Task to carry out — Return only the stretch of the material below that begins with the line containing "Target: black window frame" and ends with the line containing "Task: pick out chair", exactly; both of those lines belong to it.
-- Opening Marker --
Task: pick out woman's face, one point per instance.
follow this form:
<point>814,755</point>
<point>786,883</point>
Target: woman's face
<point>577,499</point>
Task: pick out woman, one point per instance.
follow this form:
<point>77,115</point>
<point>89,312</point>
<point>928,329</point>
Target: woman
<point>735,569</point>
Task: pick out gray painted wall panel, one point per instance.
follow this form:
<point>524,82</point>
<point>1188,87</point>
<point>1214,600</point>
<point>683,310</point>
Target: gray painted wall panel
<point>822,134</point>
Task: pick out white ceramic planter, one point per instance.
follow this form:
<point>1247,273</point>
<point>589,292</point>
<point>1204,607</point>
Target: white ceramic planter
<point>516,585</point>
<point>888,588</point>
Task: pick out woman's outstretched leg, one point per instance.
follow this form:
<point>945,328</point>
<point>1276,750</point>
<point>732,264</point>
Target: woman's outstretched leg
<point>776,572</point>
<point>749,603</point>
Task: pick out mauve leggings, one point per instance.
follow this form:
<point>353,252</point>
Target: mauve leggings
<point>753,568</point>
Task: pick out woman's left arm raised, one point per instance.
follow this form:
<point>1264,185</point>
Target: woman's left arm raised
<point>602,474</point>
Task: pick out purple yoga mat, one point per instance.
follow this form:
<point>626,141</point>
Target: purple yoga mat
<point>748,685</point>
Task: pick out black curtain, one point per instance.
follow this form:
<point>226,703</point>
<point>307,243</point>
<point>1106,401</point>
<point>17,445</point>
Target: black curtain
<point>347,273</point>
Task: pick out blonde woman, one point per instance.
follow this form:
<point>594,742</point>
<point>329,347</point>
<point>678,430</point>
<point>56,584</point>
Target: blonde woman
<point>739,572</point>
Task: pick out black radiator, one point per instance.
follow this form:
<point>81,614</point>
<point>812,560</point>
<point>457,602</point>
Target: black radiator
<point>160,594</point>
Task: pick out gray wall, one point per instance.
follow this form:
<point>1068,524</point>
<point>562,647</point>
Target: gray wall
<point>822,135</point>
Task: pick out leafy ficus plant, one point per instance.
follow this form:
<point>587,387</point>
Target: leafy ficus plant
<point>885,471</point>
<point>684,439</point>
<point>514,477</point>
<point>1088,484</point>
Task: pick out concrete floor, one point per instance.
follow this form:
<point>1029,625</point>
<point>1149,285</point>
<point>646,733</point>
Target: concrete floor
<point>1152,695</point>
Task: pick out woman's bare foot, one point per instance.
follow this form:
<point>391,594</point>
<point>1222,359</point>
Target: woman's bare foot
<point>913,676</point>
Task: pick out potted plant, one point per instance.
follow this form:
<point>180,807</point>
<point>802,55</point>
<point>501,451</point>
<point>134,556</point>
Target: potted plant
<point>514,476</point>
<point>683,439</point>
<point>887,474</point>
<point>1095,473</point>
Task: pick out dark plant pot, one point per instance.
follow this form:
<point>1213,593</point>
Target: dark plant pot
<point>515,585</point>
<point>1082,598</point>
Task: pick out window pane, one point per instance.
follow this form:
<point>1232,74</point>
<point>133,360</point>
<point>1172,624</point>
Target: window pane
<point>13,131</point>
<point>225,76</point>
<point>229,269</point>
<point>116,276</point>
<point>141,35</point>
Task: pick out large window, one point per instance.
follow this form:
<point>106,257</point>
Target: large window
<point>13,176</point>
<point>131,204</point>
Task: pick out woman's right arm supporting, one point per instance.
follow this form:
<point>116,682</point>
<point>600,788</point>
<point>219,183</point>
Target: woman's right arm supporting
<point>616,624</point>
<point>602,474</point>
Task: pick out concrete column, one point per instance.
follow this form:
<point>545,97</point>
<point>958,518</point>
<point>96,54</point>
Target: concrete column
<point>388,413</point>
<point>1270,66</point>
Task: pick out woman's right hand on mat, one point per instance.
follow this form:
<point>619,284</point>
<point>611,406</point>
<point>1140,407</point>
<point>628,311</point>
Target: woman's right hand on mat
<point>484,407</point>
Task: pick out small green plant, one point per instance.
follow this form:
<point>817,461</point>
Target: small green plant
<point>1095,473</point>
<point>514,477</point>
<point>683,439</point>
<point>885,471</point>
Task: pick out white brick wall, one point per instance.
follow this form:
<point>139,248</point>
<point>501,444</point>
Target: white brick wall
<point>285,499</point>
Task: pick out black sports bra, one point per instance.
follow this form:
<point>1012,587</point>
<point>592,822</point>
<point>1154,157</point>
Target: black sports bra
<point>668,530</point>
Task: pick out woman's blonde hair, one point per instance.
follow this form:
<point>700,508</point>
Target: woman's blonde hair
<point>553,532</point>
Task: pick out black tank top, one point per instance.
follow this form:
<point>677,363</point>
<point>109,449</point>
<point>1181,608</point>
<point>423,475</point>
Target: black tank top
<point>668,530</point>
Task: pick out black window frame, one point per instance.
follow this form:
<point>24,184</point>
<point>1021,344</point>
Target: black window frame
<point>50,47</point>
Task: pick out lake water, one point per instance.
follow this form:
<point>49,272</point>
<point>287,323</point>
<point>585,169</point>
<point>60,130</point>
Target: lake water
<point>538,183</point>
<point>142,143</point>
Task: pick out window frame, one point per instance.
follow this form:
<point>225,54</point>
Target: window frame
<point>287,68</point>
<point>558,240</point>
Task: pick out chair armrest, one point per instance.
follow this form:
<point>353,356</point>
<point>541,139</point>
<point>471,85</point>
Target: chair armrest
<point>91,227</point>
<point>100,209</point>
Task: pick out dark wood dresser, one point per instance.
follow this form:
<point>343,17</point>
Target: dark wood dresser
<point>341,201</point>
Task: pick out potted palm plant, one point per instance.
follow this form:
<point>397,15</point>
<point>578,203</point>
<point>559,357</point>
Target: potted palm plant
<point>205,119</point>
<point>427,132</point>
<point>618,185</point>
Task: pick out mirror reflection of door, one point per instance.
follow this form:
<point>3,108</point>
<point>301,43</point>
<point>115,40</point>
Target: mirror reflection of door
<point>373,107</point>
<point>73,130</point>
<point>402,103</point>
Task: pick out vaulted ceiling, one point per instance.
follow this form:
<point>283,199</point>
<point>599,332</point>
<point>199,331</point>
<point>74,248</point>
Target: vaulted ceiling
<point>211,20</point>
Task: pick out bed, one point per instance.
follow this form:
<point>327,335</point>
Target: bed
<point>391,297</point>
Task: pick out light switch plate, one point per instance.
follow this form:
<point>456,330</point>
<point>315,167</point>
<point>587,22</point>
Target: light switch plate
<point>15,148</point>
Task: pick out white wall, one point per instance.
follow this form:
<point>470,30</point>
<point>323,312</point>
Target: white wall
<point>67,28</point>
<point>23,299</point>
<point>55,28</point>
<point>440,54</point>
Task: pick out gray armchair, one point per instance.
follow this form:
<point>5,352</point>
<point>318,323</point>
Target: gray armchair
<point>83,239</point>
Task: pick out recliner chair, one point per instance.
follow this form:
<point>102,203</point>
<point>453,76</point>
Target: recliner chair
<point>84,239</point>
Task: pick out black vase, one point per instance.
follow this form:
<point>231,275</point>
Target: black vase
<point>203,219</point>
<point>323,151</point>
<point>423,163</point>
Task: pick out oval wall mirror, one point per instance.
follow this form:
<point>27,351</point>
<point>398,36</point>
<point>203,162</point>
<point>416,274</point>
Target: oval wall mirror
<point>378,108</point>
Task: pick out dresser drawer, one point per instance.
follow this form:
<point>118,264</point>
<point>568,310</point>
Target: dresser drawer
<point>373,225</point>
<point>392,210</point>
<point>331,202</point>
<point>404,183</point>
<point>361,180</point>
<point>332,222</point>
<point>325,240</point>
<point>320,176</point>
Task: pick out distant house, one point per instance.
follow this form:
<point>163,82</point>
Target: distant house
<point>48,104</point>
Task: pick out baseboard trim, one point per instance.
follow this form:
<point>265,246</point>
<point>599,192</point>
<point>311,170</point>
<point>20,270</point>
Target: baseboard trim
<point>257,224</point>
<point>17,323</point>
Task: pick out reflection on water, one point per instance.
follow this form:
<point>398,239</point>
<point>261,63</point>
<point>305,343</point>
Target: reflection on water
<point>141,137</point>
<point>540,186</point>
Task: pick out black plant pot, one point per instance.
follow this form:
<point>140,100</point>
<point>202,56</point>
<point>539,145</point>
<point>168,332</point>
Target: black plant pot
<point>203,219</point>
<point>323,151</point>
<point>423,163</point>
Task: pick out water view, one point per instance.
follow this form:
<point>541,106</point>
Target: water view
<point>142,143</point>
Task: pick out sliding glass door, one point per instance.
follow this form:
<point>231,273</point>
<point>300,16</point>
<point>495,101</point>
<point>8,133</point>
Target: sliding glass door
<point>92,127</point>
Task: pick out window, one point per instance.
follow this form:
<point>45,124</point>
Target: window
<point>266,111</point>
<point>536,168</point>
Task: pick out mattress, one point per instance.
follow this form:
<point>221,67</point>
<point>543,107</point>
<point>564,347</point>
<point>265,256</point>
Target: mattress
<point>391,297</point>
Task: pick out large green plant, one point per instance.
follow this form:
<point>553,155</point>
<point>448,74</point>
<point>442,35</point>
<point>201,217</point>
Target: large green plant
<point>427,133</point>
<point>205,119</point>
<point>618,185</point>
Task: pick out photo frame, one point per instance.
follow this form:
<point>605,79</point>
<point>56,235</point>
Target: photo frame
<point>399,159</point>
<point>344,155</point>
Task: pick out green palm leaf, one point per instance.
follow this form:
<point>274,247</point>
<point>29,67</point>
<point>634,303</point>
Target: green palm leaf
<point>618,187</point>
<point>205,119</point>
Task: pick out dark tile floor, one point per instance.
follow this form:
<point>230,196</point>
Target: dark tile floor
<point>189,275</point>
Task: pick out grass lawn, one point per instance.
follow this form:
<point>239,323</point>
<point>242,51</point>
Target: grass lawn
-- Closing Marker --
Response for this exercise —
Target: black window frame
<point>50,47</point>
Task: pick out lake water, one point per instance.
follow this form:
<point>49,272</point>
<point>287,323</point>
<point>585,169</point>
<point>60,130</point>
Target: lake water
<point>538,183</point>
<point>142,143</point>
Task: pick out window frame, one point per instance.
follow this form:
<point>225,54</point>
Target: window frame
<point>287,68</point>
<point>558,240</point>
Task: pick out chair armrest, one point per instance.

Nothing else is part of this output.